◆ **The task**: Rewrite all of the material below as a numbered list, one line per number, with blank lines dropped and the pictures left out.

◆ **The input**:
========================================================================

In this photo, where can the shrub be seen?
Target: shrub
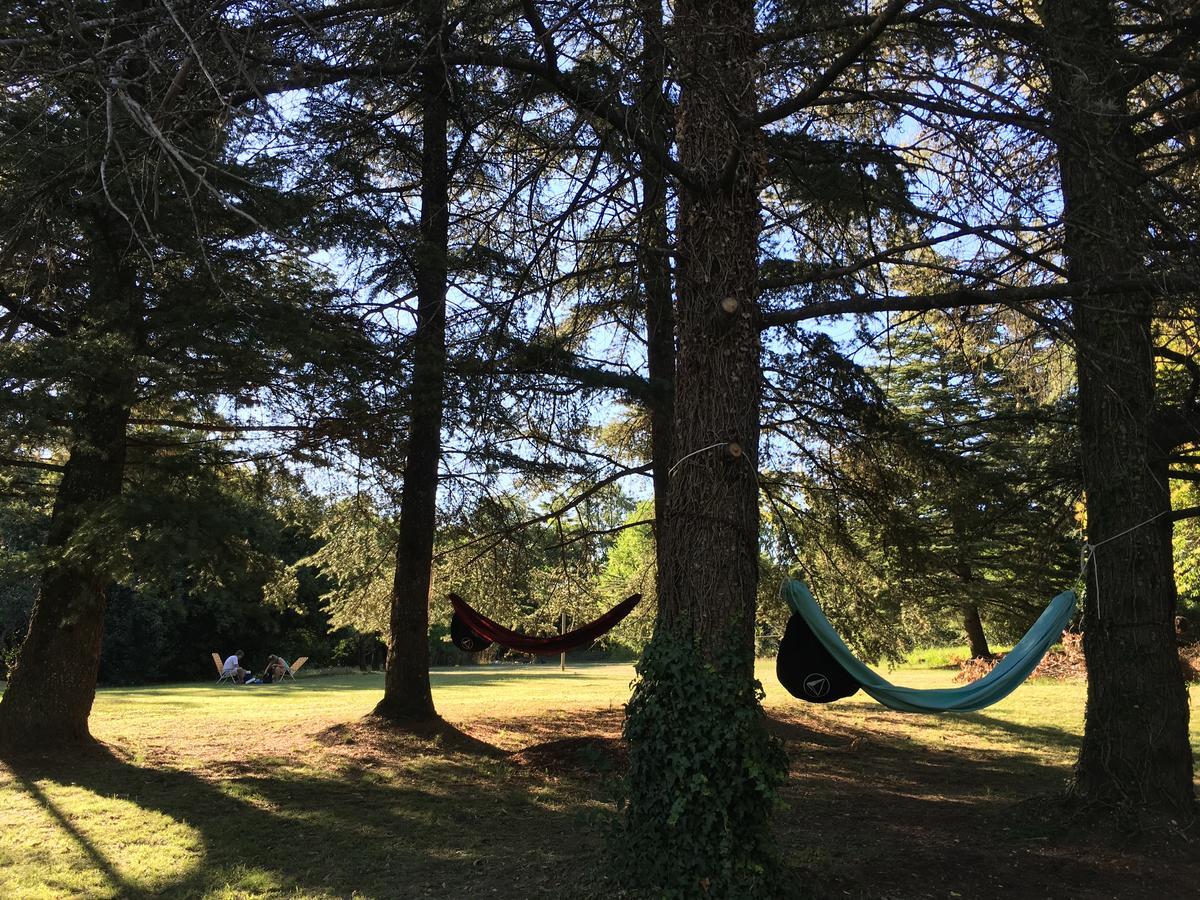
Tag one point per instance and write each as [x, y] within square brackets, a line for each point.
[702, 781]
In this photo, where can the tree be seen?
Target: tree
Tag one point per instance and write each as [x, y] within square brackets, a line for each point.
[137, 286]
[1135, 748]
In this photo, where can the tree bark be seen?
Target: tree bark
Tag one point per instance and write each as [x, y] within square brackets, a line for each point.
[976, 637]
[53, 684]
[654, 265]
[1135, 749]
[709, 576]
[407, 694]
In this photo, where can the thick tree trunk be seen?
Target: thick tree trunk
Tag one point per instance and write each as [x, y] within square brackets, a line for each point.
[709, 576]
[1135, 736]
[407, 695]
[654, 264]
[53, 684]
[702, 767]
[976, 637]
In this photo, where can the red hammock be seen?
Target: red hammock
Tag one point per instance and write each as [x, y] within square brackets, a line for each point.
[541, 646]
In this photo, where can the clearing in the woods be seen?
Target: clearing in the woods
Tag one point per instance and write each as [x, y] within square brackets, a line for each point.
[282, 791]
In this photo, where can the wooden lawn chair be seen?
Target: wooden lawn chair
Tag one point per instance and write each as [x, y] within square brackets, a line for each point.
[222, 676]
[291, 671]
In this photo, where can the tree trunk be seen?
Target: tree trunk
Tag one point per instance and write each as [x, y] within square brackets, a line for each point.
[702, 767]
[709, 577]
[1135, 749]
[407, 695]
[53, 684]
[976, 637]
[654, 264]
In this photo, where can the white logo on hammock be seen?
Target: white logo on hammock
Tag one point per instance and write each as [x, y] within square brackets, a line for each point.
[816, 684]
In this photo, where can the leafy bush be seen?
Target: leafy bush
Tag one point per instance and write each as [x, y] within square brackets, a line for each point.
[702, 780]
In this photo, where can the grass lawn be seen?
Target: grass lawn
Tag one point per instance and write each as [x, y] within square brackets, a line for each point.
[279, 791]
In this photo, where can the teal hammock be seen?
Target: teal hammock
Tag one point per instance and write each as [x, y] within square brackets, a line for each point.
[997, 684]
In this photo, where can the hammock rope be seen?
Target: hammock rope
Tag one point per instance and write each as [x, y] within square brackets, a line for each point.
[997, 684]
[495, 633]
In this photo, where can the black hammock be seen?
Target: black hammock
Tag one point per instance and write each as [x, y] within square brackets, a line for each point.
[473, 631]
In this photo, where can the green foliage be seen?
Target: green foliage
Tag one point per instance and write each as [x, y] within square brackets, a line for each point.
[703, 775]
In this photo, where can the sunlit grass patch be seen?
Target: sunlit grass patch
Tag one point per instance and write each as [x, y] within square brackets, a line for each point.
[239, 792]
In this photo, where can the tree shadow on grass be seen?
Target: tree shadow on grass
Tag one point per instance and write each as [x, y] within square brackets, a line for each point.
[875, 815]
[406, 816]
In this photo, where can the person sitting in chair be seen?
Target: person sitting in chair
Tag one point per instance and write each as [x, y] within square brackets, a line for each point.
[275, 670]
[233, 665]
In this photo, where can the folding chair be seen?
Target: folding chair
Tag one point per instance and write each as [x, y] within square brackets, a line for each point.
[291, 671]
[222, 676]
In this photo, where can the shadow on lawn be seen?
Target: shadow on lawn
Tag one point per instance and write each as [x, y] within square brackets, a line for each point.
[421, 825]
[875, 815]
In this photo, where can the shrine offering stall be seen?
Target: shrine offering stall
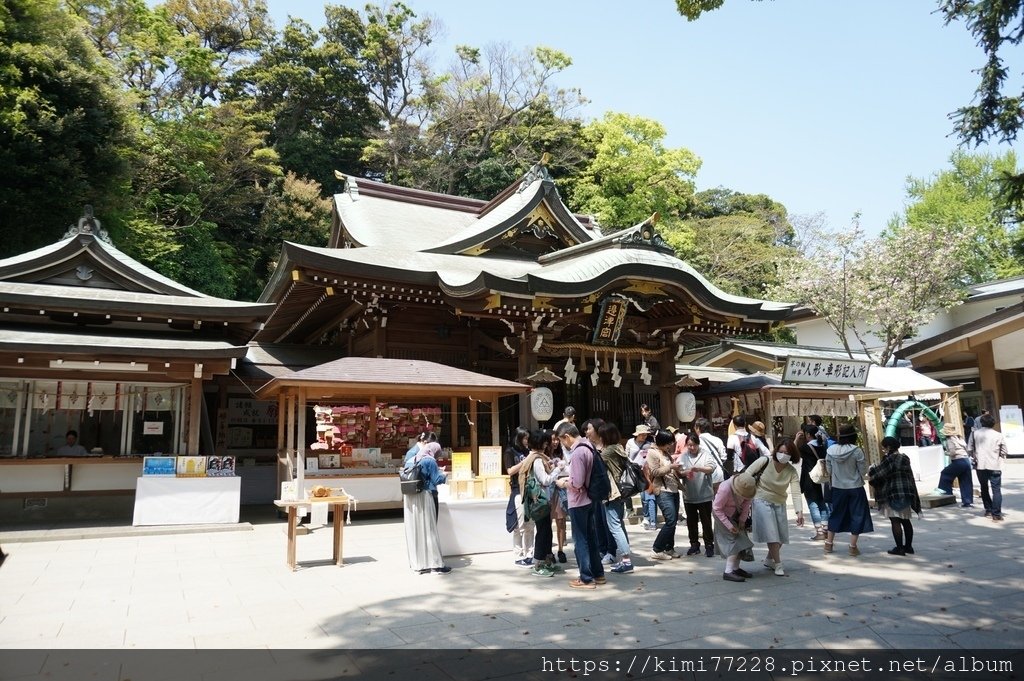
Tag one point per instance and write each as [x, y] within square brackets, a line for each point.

========================================================================

◆ **Response below**:
1. In this photo, where can the shrub be seen?
2. Target: shrub
3. Tag one point per instance and write each as [x, y] within square brackets, a line for each point.
4. [702, 781]
5. In this photo, where can the tree be seen?
6. Target: tree
7. Tag one point per instance and write each as [x, y] within square brackets, a line for each point.
8. [137, 286]
9. [1135, 748]
10. In this photo, where can the tree bark be seen?
11. Target: tree bark
12. Tag one point per instance and write each as [x, y] within square brackets, a line for each point.
13. [976, 637]
14. [53, 684]
15. [654, 265]
16. [1135, 749]
17. [709, 576]
18. [407, 694]
19. In this photo, where can the thick tree trunk be seen?
20. Target: thick tree trunk
21. Tag one point per instance and write each as [x, y] within square brackets, a line for each point.
22. [709, 576]
23. [1135, 736]
24. [407, 695]
25. [654, 264]
26. [53, 684]
27. [702, 767]
28. [976, 637]
29. In this photo, where can the red hammock be seen?
30. Target: red hammock
31. Tag one point per instance and write each as [x, y] within square brackets, a line for each point.
32. [541, 646]
33. In this photo, where can the clearing in the woods be seen?
34. Target: clearing in the woods
35. Tag one point per instance and write each as [x, y] within square brackets, a line for each point.
36. [282, 791]
37. In this photo, where can the wooden lawn chair be seen?
38. Target: wooden lawn chair
39. Tag one point per instance and write each as [x, y] within square brackets, a line for each point.
40. [222, 676]
41. [291, 671]
42. In this photo, where can the tree trunk be seen?
43. Target: tree trunk
44. Tag one point per instance and write each as [x, y] within square brackets, a line for each point.
45. [702, 767]
46. [709, 577]
47. [1135, 749]
48. [407, 695]
49. [53, 684]
50. [976, 637]
51. [654, 264]
52. In this photo, where can the white logo on hammock be seen?
53. Target: white logo on hammock
54. Tag one point per instance and write each as [x, y] within square brackets, a line for each point.
55. [816, 684]
56. In this photo, where can the leafy bush be seen?
57. Target: leafy bush
58. Tag one point per instance and write each as [x, y] within square brackets, a line for each point.
59. [702, 780]
60. In this photo, where can the grass lawn be seen?
61. Target: grass lawn
62. Tag one point per instance and write each as [x, y] within square brackets, a line for each point.
63. [279, 791]
64. In this photo, where can the teal hammock be seen?
65. Target: teal hammock
66. Tag one point per instance and write each as [x, y] within square brackets, a line for each point.
67. [997, 684]
68. In this photo, where can the hammock rope be seen?
69. Target: hammock rope
70. Tag one point per instance and write each as [x, y] within square brackets, a line for each point.
71. [997, 684]
72. [495, 633]
73. In this photo, where can the black hammock be seen?
74. Target: black hammock
75. Tag one point per instance and write each as [x, y] within square brackets, a line for each point.
76. [473, 631]
77. In this photo, where can the green foliage be seen?
78. Target: green foliage
79. Tag one point per instance and write each as [x, y] within square brackets, a line for each point.
80. [703, 775]
81. In this photo, where can the sunlit grass patch be seen?
82. Target: sunlit grass patch
83. Tag one point per instance and write each as [x, y] within square brackets, a line for each point.
84. [239, 792]
85. In this photo, where can the tree shadow on grass be seen?
86. Target: tree shadow on grass
87. Tag one point per instance and write each as [x, y] within square brackets, a line for each point.
88. [875, 815]
89. [406, 816]
90. In this photo, where can the person sitting in chair be seen?
91. Target: person sitting in chair
92. Tag one point per instance and write each as [x, y] within square brackets, a line for each point.
93. [275, 670]
94. [233, 665]
95. In this photo, where can the folding chair be seen?
96. Target: folding chair
97. Tag one point per instance and write each as [x, y] within square brackets, a line for each point.
98. [291, 671]
99. [222, 676]
100. In this photo, where can the shadow on lawn be seen?
101. Target: shadow on lawn
102. Tag one point per instance and write each as [x, y] within square brackets, a line for each point.
103. [421, 825]
104. [875, 815]
105. In this photo, where can the shrine offering stall be seen?
106. Target: shrine offering stall
107. Tag one point per instance and write each as [x, y] within square brackets, a line for each point.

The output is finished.